ACTIVITY: Repeat all of the records verbatim.

(Stored items)
---

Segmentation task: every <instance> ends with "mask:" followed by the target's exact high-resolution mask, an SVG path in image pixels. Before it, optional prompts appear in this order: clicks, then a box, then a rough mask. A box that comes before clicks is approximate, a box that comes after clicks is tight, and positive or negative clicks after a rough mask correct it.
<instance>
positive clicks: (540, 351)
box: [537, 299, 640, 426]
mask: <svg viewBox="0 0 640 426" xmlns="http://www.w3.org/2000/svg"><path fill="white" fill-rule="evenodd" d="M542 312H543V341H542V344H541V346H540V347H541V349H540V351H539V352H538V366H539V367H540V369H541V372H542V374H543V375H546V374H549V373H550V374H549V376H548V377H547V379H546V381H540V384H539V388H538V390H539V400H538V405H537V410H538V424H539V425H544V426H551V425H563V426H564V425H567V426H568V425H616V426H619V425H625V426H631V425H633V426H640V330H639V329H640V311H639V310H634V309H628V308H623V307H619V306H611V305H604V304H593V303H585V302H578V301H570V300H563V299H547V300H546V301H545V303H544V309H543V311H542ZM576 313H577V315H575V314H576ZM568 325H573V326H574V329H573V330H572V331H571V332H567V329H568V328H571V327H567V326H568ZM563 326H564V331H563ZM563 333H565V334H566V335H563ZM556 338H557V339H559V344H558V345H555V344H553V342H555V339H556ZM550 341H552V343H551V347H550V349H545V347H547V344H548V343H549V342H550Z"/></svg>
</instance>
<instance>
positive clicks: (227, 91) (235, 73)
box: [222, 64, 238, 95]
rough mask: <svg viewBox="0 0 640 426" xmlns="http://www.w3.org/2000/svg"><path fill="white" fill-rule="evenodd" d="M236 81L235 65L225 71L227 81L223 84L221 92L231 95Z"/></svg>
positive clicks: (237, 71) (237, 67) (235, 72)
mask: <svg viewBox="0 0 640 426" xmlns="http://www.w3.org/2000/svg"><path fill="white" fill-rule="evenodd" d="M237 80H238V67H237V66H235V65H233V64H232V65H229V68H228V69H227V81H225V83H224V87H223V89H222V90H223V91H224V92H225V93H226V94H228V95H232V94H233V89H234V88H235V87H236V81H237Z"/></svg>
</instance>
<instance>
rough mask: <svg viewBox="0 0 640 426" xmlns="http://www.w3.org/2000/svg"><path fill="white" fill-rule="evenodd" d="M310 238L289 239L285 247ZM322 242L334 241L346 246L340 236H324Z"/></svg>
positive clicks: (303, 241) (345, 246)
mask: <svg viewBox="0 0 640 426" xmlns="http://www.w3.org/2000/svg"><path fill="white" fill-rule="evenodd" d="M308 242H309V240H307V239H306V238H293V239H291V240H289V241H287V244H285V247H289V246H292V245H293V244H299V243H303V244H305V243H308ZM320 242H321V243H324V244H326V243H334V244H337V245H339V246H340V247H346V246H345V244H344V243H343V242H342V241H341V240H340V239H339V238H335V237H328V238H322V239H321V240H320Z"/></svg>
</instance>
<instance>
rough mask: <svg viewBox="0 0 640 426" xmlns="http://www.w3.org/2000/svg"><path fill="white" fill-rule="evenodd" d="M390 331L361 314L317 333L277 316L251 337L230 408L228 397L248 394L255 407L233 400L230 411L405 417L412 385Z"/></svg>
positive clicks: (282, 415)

---

RESPONSE:
Segmentation task: every <instance> ends with "mask:" followed by the target's exact high-resolution mask, an SVG path in image pixels. Before it, optional prompts appear in this order: clicks, then a box, then a rough mask. A box that comes before clicks is approximate, a box that comes after clicks is tight, and positive or negative clicks after a rough mask correct it.
<instance>
positive clicks: (540, 351)
box: [537, 299, 640, 426]
mask: <svg viewBox="0 0 640 426" xmlns="http://www.w3.org/2000/svg"><path fill="white" fill-rule="evenodd" d="M542 312H543V341H542V344H541V346H540V347H541V349H540V351H539V352H538V366H539V367H540V369H541V372H542V374H543V375H546V374H549V373H550V374H549V376H548V377H547V379H546V381H540V384H539V388H538V390H539V400H538V405H537V410H538V424H539V425H544V426H551V425H563V426H564V425H567V426H568V425H616V426H619V425H625V426H631V425H633V426H640V330H639V329H640V311H639V310H634V309H628V308H623V307H619V306H611V305H604V304H593V303H585V302H578V301H570V300H563V299H547V300H546V301H545V303H544V309H543V311H542ZM576 313H577V315H575V314H576ZM568 325H573V326H574V329H573V330H572V331H571V332H567V329H568V328H571V327H567V326H568ZM563 326H564V331H563ZM563 333H565V334H566V335H563ZM556 338H557V339H559V344H558V345H555V344H553V342H555V339H556ZM550 341H552V343H551V347H550V349H545V347H547V344H548V343H549V342H550Z"/></svg>
</instance>
<instance>
positive clicks: (227, 91) (235, 73)
box: [222, 64, 238, 95]
rough mask: <svg viewBox="0 0 640 426" xmlns="http://www.w3.org/2000/svg"><path fill="white" fill-rule="evenodd" d="M236 81L235 65L225 71L227 81L223 84L221 92L231 95Z"/></svg>
positive clicks: (237, 71) (237, 67) (235, 72)
mask: <svg viewBox="0 0 640 426" xmlns="http://www.w3.org/2000/svg"><path fill="white" fill-rule="evenodd" d="M237 80H238V67H237V66H235V65H233V64H232V65H229V68H228V69H227V81H225V83H224V87H223V89H222V90H223V91H224V92H225V93H226V94H228V95H232V94H233V89H234V88H235V87H236V81H237Z"/></svg>
</instance>
<instance>
rough mask: <svg viewBox="0 0 640 426" xmlns="http://www.w3.org/2000/svg"><path fill="white" fill-rule="evenodd" d="M310 238L289 239L285 247ZM322 242L334 241L346 246L340 236H324Z"/></svg>
positive clicks: (303, 241) (345, 246)
mask: <svg viewBox="0 0 640 426" xmlns="http://www.w3.org/2000/svg"><path fill="white" fill-rule="evenodd" d="M308 242H309V240H307V239H306V238H293V239H291V240H289V241H287V244H285V247H289V246H292V245H293V244H299V243H303V244H305V243H308ZM320 242H321V243H324V244H326V243H334V244H337V245H339V246H340V247H346V246H345V244H344V243H343V242H342V241H341V240H340V239H339V238H335V237H328V238H322V239H321V240H320Z"/></svg>
</instance>
<instance>
rough mask: <svg viewBox="0 0 640 426" xmlns="http://www.w3.org/2000/svg"><path fill="white" fill-rule="evenodd" d="M390 331L361 314L317 333L277 316L251 337L230 408L228 397L248 394L255 407L233 400L230 411L405 417L412 385Z"/></svg>
positive clicks: (282, 415)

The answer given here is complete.